What needs to be done:
Begin at the line that contains "If you could pin the bus window" and stop after the last line. Give those lines back with "greatly appreciated" swapped for "much appreciated" and everything else left unchanged.

[Stored records]

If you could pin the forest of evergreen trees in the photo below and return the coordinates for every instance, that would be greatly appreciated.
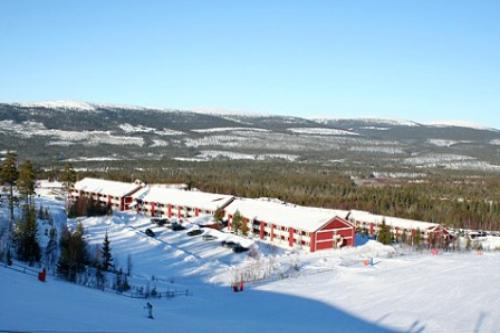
(452, 198)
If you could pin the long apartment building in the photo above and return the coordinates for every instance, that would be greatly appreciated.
(289, 225)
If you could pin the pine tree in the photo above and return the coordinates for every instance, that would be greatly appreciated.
(26, 181)
(219, 214)
(107, 258)
(51, 248)
(9, 175)
(68, 178)
(129, 265)
(236, 222)
(244, 227)
(418, 238)
(73, 256)
(100, 278)
(40, 213)
(27, 245)
(384, 235)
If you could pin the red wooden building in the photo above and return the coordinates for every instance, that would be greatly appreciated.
(289, 225)
(117, 195)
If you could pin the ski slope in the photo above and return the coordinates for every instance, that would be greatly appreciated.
(329, 291)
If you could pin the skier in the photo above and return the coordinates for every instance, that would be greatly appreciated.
(149, 308)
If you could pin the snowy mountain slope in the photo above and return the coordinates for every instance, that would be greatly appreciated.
(69, 130)
(326, 291)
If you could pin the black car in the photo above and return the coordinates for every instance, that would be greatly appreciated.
(238, 249)
(159, 221)
(208, 237)
(229, 244)
(195, 232)
(177, 227)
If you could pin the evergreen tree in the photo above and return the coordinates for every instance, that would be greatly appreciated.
(236, 222)
(73, 256)
(418, 239)
(219, 214)
(129, 265)
(27, 245)
(40, 213)
(100, 278)
(9, 175)
(244, 227)
(26, 181)
(107, 258)
(384, 235)
(51, 248)
(68, 178)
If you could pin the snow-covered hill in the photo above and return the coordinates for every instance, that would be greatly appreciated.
(79, 130)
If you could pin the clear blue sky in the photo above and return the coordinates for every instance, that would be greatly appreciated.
(421, 60)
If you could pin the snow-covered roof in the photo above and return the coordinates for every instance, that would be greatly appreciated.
(284, 214)
(107, 187)
(184, 198)
(45, 183)
(362, 216)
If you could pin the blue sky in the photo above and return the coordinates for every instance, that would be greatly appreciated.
(422, 60)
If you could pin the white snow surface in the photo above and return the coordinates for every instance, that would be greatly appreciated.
(325, 291)
(126, 127)
(443, 142)
(106, 187)
(69, 105)
(495, 142)
(460, 123)
(321, 131)
(230, 129)
(29, 129)
(372, 121)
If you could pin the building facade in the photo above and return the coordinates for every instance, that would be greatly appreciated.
(288, 225)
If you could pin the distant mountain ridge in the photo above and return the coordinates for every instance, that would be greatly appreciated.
(81, 131)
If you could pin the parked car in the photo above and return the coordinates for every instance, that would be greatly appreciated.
(238, 248)
(160, 221)
(194, 232)
(177, 227)
(229, 244)
(208, 237)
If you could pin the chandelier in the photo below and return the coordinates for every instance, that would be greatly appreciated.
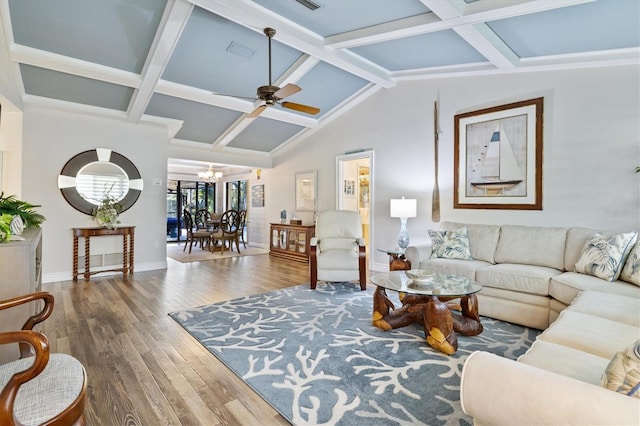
(209, 175)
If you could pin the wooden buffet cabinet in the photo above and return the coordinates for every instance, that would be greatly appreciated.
(291, 241)
(20, 274)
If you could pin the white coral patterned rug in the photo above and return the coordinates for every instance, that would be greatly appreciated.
(316, 358)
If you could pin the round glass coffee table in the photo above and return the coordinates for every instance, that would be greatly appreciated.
(426, 299)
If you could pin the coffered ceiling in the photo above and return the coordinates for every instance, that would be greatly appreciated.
(175, 61)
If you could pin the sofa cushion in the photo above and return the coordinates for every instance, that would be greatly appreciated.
(615, 307)
(463, 268)
(623, 372)
(565, 287)
(524, 278)
(631, 270)
(531, 245)
(451, 244)
(567, 361)
(603, 256)
(576, 239)
(598, 336)
(483, 239)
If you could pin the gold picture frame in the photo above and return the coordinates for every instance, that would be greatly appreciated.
(498, 157)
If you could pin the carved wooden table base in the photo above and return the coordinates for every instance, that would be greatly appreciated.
(439, 322)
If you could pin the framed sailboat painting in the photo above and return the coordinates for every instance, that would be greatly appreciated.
(498, 157)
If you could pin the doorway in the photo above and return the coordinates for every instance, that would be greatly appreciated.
(354, 189)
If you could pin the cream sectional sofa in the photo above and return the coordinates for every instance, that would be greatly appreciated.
(526, 272)
(558, 380)
(527, 277)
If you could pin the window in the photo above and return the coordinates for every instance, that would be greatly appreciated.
(237, 195)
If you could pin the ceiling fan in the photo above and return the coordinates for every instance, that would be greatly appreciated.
(271, 95)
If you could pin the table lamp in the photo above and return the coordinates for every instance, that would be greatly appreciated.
(403, 208)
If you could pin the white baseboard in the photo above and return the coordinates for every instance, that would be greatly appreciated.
(68, 275)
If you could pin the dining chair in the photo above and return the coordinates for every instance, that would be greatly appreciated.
(228, 231)
(201, 236)
(40, 387)
(241, 228)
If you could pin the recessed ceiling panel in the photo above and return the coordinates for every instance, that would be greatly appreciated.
(601, 25)
(202, 123)
(115, 33)
(325, 86)
(71, 88)
(265, 135)
(335, 17)
(218, 55)
(436, 49)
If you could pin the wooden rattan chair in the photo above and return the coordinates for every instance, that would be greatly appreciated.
(40, 388)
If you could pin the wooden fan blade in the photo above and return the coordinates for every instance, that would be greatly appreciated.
(302, 108)
(235, 96)
(256, 112)
(287, 90)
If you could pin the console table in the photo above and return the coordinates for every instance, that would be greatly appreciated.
(291, 241)
(128, 246)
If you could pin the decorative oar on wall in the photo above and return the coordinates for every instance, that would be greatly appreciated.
(435, 198)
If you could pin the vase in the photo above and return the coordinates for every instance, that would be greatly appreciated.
(107, 217)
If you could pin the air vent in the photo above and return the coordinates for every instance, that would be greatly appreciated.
(309, 4)
(240, 50)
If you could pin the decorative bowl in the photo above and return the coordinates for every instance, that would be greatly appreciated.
(420, 275)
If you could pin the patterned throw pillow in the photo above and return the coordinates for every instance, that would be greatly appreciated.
(631, 271)
(603, 256)
(623, 372)
(452, 244)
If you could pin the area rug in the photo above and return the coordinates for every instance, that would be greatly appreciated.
(174, 251)
(316, 358)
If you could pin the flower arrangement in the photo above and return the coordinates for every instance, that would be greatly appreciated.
(107, 212)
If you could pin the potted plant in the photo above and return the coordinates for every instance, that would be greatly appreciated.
(15, 215)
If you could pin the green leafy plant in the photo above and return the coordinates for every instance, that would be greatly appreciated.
(5, 229)
(11, 206)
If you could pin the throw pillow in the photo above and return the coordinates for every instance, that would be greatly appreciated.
(631, 270)
(603, 255)
(623, 372)
(451, 244)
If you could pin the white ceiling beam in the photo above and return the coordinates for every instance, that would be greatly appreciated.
(254, 16)
(479, 36)
(172, 24)
(11, 87)
(232, 131)
(66, 106)
(205, 97)
(68, 65)
(448, 16)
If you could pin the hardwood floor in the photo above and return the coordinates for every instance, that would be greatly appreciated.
(142, 367)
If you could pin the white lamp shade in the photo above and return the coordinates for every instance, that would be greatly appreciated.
(401, 207)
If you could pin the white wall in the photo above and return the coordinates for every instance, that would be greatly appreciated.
(50, 139)
(591, 148)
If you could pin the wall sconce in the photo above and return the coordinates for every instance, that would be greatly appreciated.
(403, 208)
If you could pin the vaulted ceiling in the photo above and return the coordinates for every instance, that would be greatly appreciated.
(175, 62)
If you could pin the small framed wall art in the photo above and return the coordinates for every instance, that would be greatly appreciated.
(305, 191)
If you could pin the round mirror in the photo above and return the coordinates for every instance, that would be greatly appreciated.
(92, 175)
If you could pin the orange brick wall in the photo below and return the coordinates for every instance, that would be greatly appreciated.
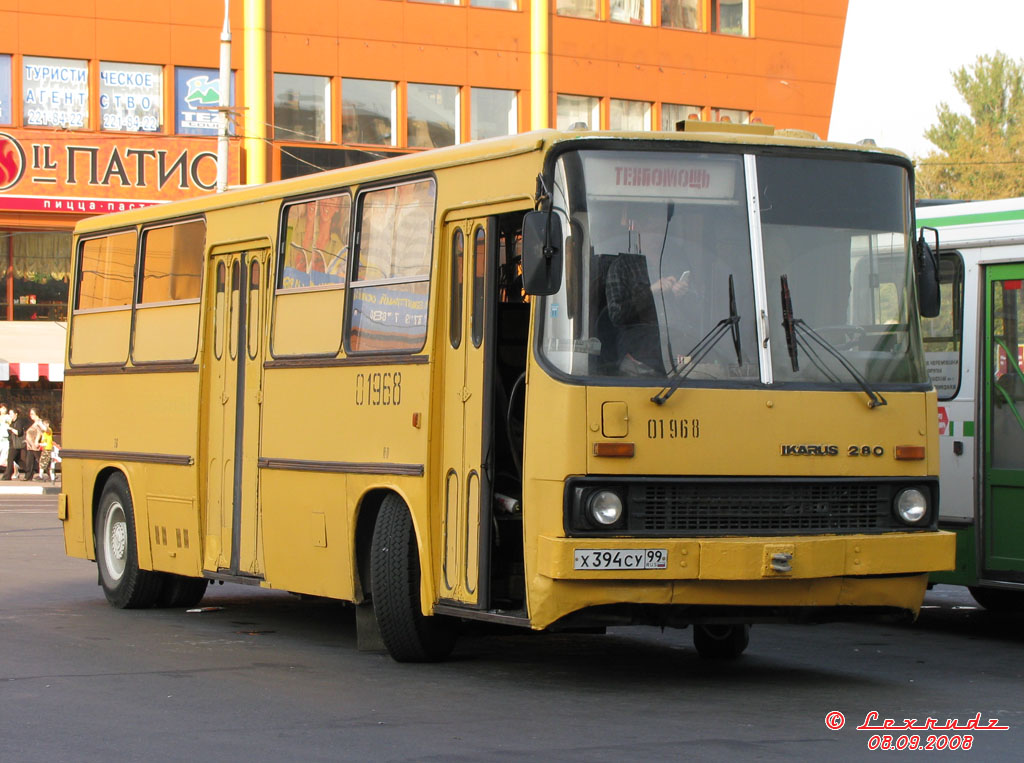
(784, 73)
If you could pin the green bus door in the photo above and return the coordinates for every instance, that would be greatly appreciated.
(1001, 515)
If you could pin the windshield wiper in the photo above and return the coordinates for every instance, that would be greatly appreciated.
(798, 334)
(702, 347)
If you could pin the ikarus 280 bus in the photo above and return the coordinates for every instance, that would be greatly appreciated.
(554, 380)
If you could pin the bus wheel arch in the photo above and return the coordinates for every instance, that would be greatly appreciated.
(365, 520)
(721, 641)
(116, 543)
(408, 634)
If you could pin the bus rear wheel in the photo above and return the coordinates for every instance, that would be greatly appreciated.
(721, 641)
(125, 586)
(998, 599)
(409, 635)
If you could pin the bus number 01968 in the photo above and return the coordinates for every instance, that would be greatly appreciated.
(673, 428)
(378, 388)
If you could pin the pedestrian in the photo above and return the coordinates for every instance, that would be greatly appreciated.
(4, 442)
(54, 461)
(33, 435)
(15, 437)
(45, 450)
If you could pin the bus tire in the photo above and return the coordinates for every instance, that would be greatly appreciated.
(721, 641)
(125, 586)
(394, 567)
(179, 592)
(997, 599)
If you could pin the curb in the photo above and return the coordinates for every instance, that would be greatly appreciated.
(12, 489)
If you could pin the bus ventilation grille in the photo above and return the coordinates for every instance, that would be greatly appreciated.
(724, 508)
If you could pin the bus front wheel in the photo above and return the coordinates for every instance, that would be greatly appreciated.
(721, 641)
(409, 635)
(125, 586)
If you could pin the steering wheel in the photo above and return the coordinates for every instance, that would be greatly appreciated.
(843, 336)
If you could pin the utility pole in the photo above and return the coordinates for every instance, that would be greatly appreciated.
(225, 93)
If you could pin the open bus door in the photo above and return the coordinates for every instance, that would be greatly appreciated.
(468, 430)
(235, 357)
(1001, 513)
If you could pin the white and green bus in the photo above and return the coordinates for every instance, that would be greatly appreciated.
(975, 355)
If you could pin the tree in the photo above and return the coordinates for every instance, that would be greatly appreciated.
(981, 155)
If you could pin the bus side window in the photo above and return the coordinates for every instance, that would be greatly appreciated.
(312, 264)
(100, 322)
(390, 283)
(167, 311)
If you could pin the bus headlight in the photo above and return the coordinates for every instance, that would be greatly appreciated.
(911, 506)
(604, 508)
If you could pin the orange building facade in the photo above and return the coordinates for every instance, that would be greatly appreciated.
(105, 104)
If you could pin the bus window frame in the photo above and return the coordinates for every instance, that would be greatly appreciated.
(956, 292)
(140, 263)
(286, 207)
(76, 298)
(353, 284)
(275, 273)
(139, 306)
(742, 150)
(78, 270)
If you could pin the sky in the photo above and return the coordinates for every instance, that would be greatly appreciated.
(897, 59)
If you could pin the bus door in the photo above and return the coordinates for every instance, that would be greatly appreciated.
(235, 357)
(1000, 545)
(468, 427)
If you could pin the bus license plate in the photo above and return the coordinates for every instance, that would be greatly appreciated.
(634, 558)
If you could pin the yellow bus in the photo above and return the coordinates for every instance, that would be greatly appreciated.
(558, 380)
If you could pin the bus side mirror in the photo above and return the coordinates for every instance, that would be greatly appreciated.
(542, 253)
(926, 264)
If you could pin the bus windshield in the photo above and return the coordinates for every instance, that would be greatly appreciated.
(676, 267)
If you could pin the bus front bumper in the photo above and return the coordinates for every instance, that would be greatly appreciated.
(796, 579)
(797, 557)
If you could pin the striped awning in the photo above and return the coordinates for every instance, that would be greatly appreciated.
(31, 350)
(31, 371)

Task response:
If you could pin the bus window frame in the photo above and return the coordinates for every instance, that would be much appreciated.
(956, 292)
(140, 263)
(286, 207)
(76, 298)
(353, 284)
(275, 273)
(139, 306)
(742, 150)
(78, 270)
If you could pin the sky in the photo above and return the coordinates for every instance, that would be much appreciated.
(897, 59)
If you could pin the bus door in the photo above and return the coordinates for every instance, that would be much appreciated.
(235, 357)
(1000, 545)
(468, 427)
If you could pin the bus license plate in the photo above and return the coordinates for every instance, that would be much appreciated.
(634, 558)
If you could pin the yellow bus in the photo above and return the coordinates for every instance, that would be much appreciated.
(558, 380)
If you could pin the bus side mirror in the photo above and return the coordinates for every instance, that would be much appreciated.
(542, 253)
(926, 264)
If you could pin the bus windshield in the photo above and return the coordinates for every instance, that would be much appreciated.
(676, 267)
If you could pin the bus front bumper in the photo above and return the coordinates for every instance, that would be much appreciated.
(796, 579)
(797, 557)
If you could pin the striped awning in the photo above and return the coordinates for every instance, that would be much appreciated.
(31, 350)
(31, 371)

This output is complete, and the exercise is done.